[Given exercise] Rewrite the entries below, switching "even-odd" to "nonzero" and leaving every other character as it is.

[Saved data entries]
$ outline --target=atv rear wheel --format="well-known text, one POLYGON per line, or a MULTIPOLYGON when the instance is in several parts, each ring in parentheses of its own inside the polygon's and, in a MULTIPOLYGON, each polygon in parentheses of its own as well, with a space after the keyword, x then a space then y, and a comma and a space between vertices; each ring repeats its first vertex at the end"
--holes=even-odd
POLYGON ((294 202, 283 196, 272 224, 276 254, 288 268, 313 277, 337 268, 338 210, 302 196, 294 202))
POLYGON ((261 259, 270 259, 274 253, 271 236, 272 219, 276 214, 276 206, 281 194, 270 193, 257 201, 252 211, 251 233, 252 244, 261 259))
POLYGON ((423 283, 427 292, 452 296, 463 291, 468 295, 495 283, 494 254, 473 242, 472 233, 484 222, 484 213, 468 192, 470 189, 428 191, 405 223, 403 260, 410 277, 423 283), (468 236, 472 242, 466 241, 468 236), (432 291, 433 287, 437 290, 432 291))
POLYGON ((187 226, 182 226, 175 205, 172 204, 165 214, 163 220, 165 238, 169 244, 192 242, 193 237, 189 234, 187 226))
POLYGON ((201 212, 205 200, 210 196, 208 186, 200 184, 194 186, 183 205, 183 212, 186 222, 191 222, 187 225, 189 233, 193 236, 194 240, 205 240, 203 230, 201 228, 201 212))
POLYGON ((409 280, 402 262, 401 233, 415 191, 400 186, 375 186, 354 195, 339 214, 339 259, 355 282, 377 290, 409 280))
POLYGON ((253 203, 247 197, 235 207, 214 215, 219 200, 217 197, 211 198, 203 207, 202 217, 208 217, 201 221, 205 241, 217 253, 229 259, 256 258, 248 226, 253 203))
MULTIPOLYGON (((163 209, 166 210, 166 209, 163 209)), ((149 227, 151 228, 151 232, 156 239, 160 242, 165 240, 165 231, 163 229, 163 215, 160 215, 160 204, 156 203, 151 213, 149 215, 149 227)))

[Exercise result]
$ outline --target=atv rear wheel --format="well-known text, one POLYGON per line, or a MULTIPOLYGON when the instance is in several parts, each ring in parentheses of its own inside the polygon's and, in a MULTIPOLYGON, each polygon in parentheses of its own as well, with a space after the keyword, x then a space then y, and a comma and a space between vertices; each ring repeats its first vertex at the end"
--holes=nonzero
POLYGON ((294 202, 283 196, 272 224, 276 254, 288 268, 313 277, 337 268, 338 210, 302 196, 294 202))
POLYGON ((261 259, 270 259, 274 253, 271 236, 272 219, 276 214, 276 206, 281 194, 270 193, 257 201, 252 211, 251 233, 252 244, 261 259))
POLYGON ((423 283, 427 292, 452 296, 463 291, 468 295, 495 283, 494 254, 473 242, 472 233, 484 222, 484 213, 468 192, 470 189, 428 191, 405 223, 403 260, 410 277, 423 283), (468 236, 472 242, 466 241, 468 236), (432 291, 433 287, 437 290, 432 291))
POLYGON ((187 226, 182 226, 175 205, 172 204, 165 214, 163 220, 165 238, 169 244, 192 242, 193 237, 189 234, 187 226))
POLYGON ((201 212, 205 200, 210 196, 208 186, 200 184, 194 186, 183 205, 183 212, 186 222, 191 222, 187 225, 189 233, 193 236, 194 240, 205 240, 203 230, 201 228, 201 212))
POLYGON ((409 280, 402 262, 401 233, 415 191, 400 186, 375 186, 354 195, 339 214, 339 259, 355 282, 377 290, 409 280))
POLYGON ((253 203, 247 197, 235 207, 214 215, 219 200, 217 197, 211 198, 203 207, 202 217, 208 217, 201 221, 205 241, 217 253, 229 259, 256 258, 248 226, 253 203))
MULTIPOLYGON (((163 209, 166 210, 166 209, 163 209)), ((149 227, 151 228, 151 232, 156 239, 160 242, 165 240, 165 231, 163 229, 163 215, 160 215, 160 204, 156 203, 151 213, 149 215, 149 227)))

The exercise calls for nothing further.